==== GIVEN RECORDS ====
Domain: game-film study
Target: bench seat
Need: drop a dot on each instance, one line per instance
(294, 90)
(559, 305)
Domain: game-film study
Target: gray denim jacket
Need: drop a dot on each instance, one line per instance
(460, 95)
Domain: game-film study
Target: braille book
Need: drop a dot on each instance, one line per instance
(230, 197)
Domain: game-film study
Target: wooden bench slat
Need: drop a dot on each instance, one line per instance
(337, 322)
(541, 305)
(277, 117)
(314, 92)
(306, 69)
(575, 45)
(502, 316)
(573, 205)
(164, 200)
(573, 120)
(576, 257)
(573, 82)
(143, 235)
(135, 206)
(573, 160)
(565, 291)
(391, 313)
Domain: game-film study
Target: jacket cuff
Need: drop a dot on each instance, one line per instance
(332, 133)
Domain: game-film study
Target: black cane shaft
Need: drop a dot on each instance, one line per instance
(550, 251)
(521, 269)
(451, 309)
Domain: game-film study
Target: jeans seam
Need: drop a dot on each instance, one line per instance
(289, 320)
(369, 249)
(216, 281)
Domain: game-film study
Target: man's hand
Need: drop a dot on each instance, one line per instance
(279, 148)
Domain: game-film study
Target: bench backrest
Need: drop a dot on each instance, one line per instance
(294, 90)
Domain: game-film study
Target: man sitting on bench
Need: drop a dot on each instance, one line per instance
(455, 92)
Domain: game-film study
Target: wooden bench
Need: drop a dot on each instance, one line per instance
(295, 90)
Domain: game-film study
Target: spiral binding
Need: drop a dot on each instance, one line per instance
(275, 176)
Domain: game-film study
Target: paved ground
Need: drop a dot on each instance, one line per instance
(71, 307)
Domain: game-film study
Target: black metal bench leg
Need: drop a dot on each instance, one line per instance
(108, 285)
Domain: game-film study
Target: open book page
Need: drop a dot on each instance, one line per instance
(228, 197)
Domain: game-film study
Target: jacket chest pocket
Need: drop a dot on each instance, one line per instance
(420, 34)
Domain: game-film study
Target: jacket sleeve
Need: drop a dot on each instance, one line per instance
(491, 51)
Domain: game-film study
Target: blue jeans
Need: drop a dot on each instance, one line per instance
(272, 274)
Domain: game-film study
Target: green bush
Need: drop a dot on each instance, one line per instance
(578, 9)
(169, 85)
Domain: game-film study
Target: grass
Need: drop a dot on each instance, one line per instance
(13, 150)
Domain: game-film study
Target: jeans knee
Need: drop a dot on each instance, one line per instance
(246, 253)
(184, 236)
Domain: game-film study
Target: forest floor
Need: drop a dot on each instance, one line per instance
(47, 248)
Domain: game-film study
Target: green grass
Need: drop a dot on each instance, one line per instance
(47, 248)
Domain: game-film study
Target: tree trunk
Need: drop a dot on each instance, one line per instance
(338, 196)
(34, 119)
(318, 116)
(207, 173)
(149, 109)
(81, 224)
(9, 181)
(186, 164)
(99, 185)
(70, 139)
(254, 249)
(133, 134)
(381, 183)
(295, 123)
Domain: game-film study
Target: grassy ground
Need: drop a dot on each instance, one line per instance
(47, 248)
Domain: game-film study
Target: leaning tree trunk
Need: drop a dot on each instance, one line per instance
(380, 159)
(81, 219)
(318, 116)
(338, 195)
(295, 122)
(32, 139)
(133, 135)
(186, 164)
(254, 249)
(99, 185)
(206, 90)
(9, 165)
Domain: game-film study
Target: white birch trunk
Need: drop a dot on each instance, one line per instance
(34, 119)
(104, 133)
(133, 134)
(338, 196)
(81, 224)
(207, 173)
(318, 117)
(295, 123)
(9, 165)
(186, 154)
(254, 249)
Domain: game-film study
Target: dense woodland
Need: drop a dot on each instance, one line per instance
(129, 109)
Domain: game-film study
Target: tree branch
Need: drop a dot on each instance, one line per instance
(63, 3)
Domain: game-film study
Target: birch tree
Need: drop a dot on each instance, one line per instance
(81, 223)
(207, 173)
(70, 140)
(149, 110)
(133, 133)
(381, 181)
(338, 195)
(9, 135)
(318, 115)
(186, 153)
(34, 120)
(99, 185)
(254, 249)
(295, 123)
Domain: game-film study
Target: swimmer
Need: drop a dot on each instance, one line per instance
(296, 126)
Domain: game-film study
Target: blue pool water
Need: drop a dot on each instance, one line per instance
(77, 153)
====
YOUR INSTRUCTIONS
Which lines of the material above contain the word "blue"? Show each of them in full.

CORRECT RESPONSE
Target: blue jeans
Target: blue pool water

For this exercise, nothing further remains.